STATED TASK:
Can you reproduce every line of the items below, the request included, with each bounding-box coordinate in the answers scaled by 2.2 and rounded to a whole number (halves rounded up), and leave out the pictures?

LISTING:
_ _ _ _ _
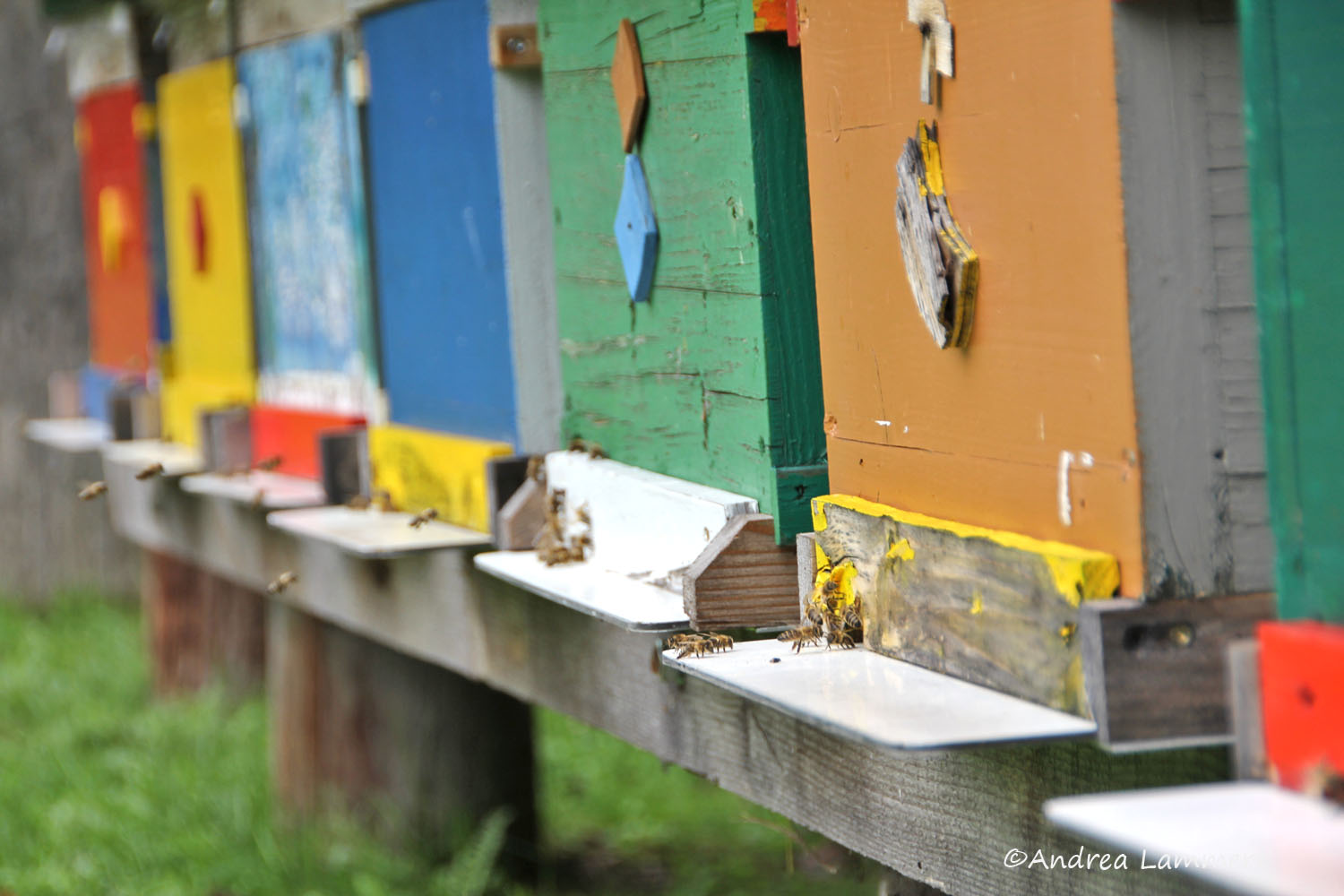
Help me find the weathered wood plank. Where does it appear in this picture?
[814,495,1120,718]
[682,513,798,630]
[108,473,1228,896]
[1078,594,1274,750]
_ _ _ _ _
TASK RESULT:
Help me find the weathered wood plank. Where does it appear in this picture?
[1791,1089,2464,1580]
[1500,1129,1756,1386]
[238,1041,2702,1971]
[2372,1307,2803,1650]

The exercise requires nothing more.